--- begin DATASET EXCERPTS ---

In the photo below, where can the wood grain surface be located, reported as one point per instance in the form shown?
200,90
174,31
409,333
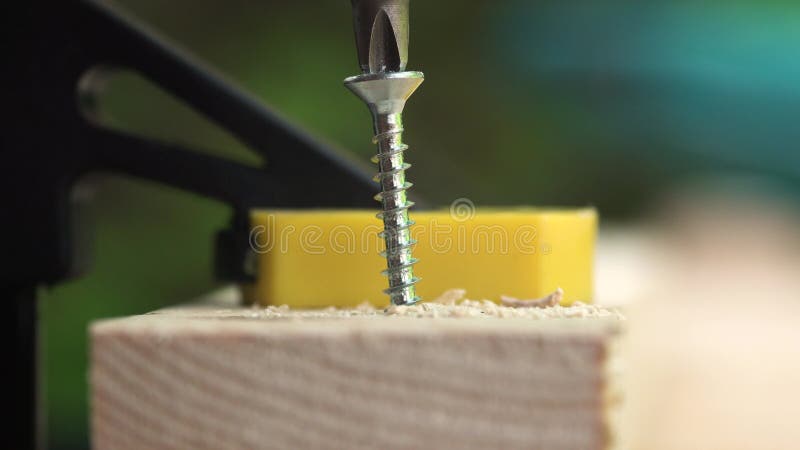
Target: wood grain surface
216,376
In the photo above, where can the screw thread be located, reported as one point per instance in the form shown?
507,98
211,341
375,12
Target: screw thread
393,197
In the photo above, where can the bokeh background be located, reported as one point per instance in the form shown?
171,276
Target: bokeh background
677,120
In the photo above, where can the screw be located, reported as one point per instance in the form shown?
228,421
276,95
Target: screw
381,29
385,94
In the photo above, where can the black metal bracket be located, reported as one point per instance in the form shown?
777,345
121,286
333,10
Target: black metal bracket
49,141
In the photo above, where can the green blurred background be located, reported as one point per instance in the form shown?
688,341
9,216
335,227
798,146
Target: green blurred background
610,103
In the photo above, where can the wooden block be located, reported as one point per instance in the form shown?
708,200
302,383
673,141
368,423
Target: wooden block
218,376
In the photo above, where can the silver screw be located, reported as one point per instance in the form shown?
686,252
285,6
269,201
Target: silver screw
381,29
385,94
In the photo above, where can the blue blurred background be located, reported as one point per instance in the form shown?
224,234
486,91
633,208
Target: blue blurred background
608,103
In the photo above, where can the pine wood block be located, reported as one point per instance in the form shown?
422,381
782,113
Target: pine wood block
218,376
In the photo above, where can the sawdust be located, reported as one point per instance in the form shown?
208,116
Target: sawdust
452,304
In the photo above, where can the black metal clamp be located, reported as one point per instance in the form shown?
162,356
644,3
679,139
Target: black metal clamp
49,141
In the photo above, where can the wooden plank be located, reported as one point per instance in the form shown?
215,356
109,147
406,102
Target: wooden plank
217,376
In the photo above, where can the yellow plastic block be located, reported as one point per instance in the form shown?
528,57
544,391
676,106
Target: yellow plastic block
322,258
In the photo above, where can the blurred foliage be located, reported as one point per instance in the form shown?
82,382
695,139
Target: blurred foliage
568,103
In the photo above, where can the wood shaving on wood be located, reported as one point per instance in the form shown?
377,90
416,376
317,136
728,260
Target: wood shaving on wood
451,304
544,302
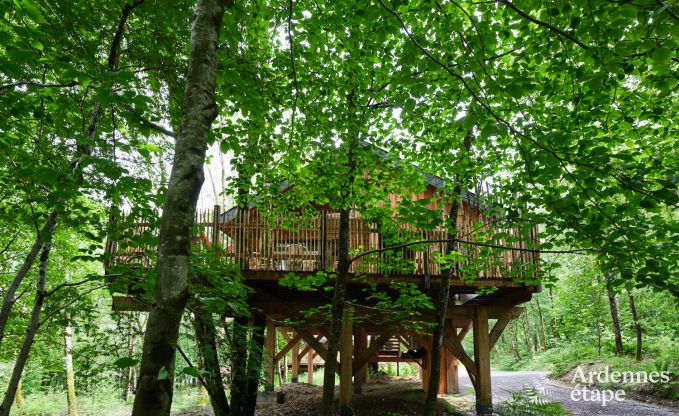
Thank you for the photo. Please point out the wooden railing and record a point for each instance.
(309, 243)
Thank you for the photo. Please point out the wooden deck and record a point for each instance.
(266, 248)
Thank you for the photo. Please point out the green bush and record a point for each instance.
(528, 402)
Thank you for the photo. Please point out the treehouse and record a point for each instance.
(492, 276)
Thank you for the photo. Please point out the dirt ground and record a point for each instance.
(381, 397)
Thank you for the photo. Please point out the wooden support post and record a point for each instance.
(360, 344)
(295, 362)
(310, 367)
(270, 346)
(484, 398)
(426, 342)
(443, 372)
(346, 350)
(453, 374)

--- end DATASET EXCERPTS ---

▸ WHAT THE EXERCISE ASKS
Rewrite the rows above, requests included, from the line that contains "In the photo above, where can the wooden plank" through the end of the rows, both ends included, and shift every answer coordinate by adding 26 to each number. Omit the pictures from your answer.

▸ EXPECTED ANSWER
In the photo above, where can the wooden plank be located, reported as one point per instance in the form shown?
215,356
109,147
406,102
Target: wooden plank
243,402
In the photo above, where can the yellow plastic block be located, reported as one point per instance in the form shown?
528,57
544,391
676,106
Target: yellow plastic block
348,284
In the photo above, where can the blurred foliage be located, reported as one point per instance in the form shown?
82,382
695,139
Target: blurred foliage
594,129
In the photo above, where can the wood shaving on wood be located, reported as one point per instance in the form shown?
377,90
416,376
317,136
728,260
Target: wood shaving on wood
477,330
570,328
Thank you for the photo. Please point out the wooden railing and record a point for each instance.
(335, 269)
Thank you for the photo. Please point out the wooden deck and record a point for each instance.
(292, 274)
Thank you for the photo. Please point out the green bush and record a point for each instance.
(554, 428)
Thank you for the photo. Please point out the treehouse and record a point for each instance.
(518, 302)
Thank you for the photo. Please point out the dirt ground and record a point for each instance.
(407, 423)
Thank you for the photo. Please point out the wooden support post and record a point for each instance.
(386, 370)
(321, 388)
(336, 393)
(296, 372)
(510, 424)
(452, 368)
(469, 398)
(372, 376)
(479, 400)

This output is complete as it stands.